§ Document section
Warner Bros. Entertainment Inc. v. WTV Systems, Inc.
824 F. Supp. 2d 1003
C.D. Cal.2011Background
- Plaintiffs own and license copyrighted motion pictures and monetize multiple distribution windows.
- Zediva streams plaintiffs’ works by remotely operating a bank of DVD players and streaming to customers without licenses.
- Zediva customers never access specific DVDs or players; multiple customers use the same copy across time.
- Plays are transmitted via internet to customers, with control over playback retained by Defendants.
- Windows and exclusivity agreements shape pricing and availability, which Zediva allegedly undermines.
- Court-granted temporary injunction to stopDefendants’ infringing transmissions pending further proceedings.
Issues
| Issue | Plaintiff's Argument | Defendant's Argument | Held |
|---|---|---|---|
| Whether Zediva’s transmissions infringe plaintiffs’ public performance rights | Plaintiffs: Zediva publicly performs works via internet" | Zediva markets DVD rentals, not public transmission | Yes; transmissions are public performances. |
| Likelihood of plaintiffs’ success on the merits | Plaintiffs own valid copyrights and rights under 17 U.S.C. §106 | Defendants lack license to perform works | Plaintiffs demonstrated likelihood of success. |
| Irreparable harm absent injunction | Loss of licensing control, revenue, and licensee goodwill; harm to VoD market | Injury speculative; monetary damages available | Irreparable harm shown. |
| Balance of hardships | Injunctive relief outweighs defendant’s hardship due to ongoing infringement | Injunction would severely harm business | Balance of hardships weighs in plaintiffs’ favor. |
| Public interest in granting injunction | Copyright protections serve public interest; prevent misappropriation | Public interest not to restrain new business model | Public interest supports injunction. |
Key Cases Cited
- Winter v. NRDC, 555 U.S. 7 (U.S. 2008) (four-factor test for injunctions; likelihood of success, irreparable harm, balance of hardships, public interest)

§ Given information
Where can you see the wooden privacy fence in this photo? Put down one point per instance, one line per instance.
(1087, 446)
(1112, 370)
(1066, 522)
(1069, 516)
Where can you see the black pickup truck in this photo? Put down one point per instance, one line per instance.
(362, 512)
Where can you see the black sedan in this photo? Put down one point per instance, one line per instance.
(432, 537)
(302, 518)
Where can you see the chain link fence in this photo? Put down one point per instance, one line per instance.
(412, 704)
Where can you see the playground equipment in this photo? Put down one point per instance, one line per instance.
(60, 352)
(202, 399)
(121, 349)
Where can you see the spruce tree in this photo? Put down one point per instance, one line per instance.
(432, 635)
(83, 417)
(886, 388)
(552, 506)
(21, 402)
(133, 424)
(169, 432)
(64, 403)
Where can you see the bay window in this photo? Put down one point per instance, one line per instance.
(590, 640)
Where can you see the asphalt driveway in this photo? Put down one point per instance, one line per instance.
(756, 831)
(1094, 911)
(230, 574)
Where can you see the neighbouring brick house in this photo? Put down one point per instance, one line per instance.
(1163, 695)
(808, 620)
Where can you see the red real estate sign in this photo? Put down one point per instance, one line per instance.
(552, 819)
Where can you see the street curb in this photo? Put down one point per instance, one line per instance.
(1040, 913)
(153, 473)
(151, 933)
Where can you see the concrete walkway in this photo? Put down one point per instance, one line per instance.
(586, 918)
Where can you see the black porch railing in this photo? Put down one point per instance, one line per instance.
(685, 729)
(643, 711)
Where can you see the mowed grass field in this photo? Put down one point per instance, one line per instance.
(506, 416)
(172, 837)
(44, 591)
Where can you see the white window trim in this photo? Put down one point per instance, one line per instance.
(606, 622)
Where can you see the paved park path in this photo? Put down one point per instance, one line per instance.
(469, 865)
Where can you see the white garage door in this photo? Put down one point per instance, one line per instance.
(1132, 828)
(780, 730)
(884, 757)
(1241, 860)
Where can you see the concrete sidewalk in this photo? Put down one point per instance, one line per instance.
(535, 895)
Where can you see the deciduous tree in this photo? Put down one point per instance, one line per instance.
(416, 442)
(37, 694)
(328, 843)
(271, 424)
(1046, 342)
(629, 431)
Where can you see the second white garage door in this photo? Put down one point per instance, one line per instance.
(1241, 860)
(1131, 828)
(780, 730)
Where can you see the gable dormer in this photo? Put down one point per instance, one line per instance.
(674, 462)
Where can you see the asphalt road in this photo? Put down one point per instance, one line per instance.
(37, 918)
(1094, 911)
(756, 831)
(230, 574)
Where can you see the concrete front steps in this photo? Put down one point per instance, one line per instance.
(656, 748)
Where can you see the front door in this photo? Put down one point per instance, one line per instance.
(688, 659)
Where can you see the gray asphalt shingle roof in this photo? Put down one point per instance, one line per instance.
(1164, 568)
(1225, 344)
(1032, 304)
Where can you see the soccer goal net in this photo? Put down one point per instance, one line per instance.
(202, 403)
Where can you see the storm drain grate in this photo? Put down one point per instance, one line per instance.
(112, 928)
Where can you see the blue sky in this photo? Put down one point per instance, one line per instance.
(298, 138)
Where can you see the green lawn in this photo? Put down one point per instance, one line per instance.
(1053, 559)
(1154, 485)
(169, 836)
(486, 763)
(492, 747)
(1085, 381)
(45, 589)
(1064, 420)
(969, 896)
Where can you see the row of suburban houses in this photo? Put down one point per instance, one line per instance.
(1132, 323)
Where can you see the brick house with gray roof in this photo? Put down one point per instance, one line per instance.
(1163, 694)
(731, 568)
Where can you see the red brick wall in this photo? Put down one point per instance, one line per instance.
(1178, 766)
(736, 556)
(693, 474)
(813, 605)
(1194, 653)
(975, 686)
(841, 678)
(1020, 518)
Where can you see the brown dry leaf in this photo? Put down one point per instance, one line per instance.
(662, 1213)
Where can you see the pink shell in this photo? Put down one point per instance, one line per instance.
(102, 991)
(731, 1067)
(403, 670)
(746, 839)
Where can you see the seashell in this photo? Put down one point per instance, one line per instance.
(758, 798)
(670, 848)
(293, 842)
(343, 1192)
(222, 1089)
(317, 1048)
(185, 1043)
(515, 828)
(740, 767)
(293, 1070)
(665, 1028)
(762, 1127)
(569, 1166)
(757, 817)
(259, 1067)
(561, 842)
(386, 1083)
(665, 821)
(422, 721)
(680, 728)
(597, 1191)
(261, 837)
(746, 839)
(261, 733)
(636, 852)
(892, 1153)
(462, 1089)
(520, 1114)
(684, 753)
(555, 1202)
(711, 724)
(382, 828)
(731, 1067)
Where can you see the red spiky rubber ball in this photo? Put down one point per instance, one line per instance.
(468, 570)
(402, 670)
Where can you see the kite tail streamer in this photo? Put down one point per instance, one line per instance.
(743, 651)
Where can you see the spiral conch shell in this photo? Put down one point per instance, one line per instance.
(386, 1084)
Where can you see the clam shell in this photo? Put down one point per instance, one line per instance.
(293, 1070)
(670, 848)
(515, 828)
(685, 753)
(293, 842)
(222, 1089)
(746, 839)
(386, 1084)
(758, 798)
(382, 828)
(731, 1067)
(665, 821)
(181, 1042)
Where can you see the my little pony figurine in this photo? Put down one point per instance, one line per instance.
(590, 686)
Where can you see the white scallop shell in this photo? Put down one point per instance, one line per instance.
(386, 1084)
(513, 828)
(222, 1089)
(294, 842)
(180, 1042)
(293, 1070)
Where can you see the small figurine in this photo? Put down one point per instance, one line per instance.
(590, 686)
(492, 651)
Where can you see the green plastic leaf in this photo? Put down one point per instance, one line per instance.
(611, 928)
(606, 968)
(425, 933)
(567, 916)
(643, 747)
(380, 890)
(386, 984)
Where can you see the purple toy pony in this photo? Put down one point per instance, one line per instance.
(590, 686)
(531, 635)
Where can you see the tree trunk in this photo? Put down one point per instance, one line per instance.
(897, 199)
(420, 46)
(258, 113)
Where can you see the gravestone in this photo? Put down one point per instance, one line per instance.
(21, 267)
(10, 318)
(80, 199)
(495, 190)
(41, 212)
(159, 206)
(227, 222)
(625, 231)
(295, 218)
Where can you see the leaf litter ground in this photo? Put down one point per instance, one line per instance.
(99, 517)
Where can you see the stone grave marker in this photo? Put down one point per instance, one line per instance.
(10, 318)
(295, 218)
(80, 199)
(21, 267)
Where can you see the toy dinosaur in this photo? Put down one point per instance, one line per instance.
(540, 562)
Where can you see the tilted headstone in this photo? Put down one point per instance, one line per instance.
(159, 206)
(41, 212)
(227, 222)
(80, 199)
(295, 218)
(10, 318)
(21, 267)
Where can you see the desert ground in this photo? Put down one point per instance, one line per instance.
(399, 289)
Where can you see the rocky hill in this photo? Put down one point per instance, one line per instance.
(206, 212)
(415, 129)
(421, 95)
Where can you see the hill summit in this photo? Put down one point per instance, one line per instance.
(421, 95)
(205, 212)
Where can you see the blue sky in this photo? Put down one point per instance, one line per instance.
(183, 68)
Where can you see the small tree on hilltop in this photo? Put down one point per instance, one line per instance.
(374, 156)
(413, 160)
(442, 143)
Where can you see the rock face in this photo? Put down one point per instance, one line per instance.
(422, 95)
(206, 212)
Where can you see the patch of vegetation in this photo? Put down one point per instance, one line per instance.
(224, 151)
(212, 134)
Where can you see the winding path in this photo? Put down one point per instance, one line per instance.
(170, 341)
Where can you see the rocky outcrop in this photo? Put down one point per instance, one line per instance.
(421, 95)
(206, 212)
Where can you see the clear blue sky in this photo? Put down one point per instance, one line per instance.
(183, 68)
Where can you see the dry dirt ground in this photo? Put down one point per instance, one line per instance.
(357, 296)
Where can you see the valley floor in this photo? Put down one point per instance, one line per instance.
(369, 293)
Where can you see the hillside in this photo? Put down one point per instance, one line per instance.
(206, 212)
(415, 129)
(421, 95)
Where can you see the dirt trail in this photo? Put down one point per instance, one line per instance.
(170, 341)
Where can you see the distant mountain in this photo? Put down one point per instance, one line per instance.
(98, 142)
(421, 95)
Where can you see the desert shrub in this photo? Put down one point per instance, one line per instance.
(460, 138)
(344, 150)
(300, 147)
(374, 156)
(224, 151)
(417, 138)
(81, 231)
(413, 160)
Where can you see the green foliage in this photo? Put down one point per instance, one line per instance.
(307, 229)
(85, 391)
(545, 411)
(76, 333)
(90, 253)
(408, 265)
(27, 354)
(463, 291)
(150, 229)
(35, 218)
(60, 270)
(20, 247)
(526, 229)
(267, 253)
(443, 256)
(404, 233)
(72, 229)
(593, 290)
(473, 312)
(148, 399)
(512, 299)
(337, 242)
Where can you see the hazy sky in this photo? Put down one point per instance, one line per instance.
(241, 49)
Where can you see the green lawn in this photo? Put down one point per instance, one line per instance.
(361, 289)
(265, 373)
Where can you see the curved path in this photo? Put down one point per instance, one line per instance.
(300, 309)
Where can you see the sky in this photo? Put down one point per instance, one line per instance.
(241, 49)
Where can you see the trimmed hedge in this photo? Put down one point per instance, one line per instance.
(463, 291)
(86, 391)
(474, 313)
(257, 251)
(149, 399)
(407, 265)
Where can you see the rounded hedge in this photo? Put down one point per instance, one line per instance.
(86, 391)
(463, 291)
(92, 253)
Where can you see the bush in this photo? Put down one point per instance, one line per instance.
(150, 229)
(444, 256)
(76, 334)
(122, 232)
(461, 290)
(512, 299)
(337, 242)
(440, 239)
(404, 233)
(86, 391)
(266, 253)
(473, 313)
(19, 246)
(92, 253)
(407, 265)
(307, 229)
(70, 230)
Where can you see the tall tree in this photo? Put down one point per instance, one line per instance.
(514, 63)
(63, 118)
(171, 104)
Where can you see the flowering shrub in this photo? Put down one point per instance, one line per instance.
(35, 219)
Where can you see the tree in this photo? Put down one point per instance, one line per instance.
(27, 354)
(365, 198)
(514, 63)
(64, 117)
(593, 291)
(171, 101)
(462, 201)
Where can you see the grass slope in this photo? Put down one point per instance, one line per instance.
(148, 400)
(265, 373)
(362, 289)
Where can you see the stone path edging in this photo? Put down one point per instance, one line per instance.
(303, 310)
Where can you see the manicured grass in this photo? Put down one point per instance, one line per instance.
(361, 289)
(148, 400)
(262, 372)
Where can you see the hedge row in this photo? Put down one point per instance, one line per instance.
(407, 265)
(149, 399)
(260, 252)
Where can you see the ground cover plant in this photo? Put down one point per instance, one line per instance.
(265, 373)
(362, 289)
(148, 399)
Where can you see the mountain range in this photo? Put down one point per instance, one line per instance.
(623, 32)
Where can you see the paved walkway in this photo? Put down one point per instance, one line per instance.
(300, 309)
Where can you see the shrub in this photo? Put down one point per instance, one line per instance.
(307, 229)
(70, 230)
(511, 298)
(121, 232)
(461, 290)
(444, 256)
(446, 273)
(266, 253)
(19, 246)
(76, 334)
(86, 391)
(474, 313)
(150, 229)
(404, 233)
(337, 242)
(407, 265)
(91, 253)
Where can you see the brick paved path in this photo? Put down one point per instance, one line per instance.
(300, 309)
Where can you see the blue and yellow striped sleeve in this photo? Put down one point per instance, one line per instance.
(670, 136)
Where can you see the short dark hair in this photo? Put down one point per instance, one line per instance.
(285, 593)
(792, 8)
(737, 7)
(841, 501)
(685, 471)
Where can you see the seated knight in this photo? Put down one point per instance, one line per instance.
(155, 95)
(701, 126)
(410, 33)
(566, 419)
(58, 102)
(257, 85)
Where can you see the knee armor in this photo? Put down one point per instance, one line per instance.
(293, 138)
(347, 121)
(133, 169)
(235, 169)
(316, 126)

§ Set exercise
Copy out the whole case summary word for word.

§ Solution for this task
Warner Bros. Entertainment Inc. v. WTV Systems, Inc.
824 F. Supp. 2d 1003
C.D. Cal.2011Background
- Plaintiffs own and license copyrighted motion pictures and monetize multiple distribution windows.
- Zediva streams plaintiffs’ works by remotely operating a bank of DVD players and streaming to customers without licenses.
- Zediva customers never access specific DVDs or players; multiple customers use the same copy across time.
- Plays are transmitted via internet to customers, with control over playback retained by Defendants.
- Windows and exclusivity agreements shape pricing and availability, which Zediva allegedly undermines.
- Court-granted temporary injunction to stopDefendants’ infringing transmissions pending further proceedings.
Issues
| Issue | Plaintiff's Argument | Defendant's Argument | Held |
|---|---|---|---|
| Whether Zediva’s transmissions infringe plaintiffs’ public performance rights | Plaintiffs: Zediva publicly performs works via internet" | Zediva markets DVD rentals, not public transmission | Yes; transmissions are public performances. |
| Likelihood of plaintiffs’ success on the merits | Plaintiffs own valid copyrights and rights under 17 U.S.C. §106 | Defendants lack license to perform works | Plaintiffs demonstrated likelihood of success. |
| Irreparable harm absent injunction | Loss of licensing control, revenue, and licensee goodwill; harm to VoD market | Injury speculative; monetary damages available | Irreparable harm shown. |
| Balance of hardships | Injunctive relief outweighs defendant’s hardship due to ongoing infringement | Injunction would severely harm business | Balance of hardships weighs in plaintiffs’ favor. |
| Public interest in granting injunction | Copyright protections serve public interest; prevent misappropriation | Public interest not to restrain new business model | Public interest supports injunction. |
Key Cases Cited
- Winter v. NRDC, 555 U.S. 7 (U.S. 2008) (four-factor test for injunctions; likelihood of success, irreparable harm, balance of hardships, public interest)